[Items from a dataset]
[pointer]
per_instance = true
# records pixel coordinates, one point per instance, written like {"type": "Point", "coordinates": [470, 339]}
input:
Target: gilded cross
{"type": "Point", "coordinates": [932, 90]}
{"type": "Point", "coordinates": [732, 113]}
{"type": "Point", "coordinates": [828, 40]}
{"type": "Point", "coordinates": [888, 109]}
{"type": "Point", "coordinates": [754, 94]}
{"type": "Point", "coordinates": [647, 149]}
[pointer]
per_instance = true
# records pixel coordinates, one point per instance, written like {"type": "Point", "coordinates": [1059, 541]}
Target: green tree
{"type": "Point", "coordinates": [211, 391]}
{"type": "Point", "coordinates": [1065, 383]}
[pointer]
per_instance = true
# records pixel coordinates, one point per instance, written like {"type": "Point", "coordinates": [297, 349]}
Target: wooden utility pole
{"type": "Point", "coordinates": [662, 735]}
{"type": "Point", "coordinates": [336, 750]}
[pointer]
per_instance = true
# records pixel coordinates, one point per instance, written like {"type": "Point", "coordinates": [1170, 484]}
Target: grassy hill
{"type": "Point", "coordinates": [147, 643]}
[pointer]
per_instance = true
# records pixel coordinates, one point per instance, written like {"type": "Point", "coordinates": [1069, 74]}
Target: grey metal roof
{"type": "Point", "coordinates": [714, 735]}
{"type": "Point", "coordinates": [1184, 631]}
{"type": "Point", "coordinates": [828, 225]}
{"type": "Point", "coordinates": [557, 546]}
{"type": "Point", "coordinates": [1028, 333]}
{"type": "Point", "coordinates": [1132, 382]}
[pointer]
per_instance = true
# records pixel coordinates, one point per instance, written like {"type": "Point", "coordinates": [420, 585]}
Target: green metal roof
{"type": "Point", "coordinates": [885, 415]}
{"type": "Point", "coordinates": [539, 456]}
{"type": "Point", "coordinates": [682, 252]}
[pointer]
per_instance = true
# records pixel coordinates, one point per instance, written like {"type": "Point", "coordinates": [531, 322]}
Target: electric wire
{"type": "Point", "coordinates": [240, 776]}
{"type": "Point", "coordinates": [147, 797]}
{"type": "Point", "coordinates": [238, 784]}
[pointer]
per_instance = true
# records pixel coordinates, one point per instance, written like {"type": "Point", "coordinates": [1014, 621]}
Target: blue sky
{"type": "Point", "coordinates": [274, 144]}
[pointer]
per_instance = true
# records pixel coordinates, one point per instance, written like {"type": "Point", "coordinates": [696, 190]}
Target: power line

Work order> Collect every line above that contains the word "pixel".

Result for this task>
# records pixel coordinates, one point per instance, written like {"type": "Point", "coordinates": [470, 339]}
# records pixel coordinates, one point per instance, written like {"type": "Point", "coordinates": [1059, 541]}
# records pixel coordinates, one point per instance, written like {"type": "Point", "coordinates": [297, 349]}
# records pixel coordinates, one point per instance, written like {"type": "Point", "coordinates": [1170, 484]}
# records pixel coordinates, one point per instance, written like {"type": "Point", "coordinates": [1069, 74]}
# records pixel coordinates, one point per instance, written like {"type": "Point", "coordinates": [420, 585]}
# records pixel coordinates, one point per instance, written like {"type": "Point", "coordinates": [531, 322]}
# records pixel coordinates, one point per instance, written like {"type": "Point", "coordinates": [1014, 621]}
# records pixel coordinates, one point per instance, written like {"type": "Point", "coordinates": [696, 190]}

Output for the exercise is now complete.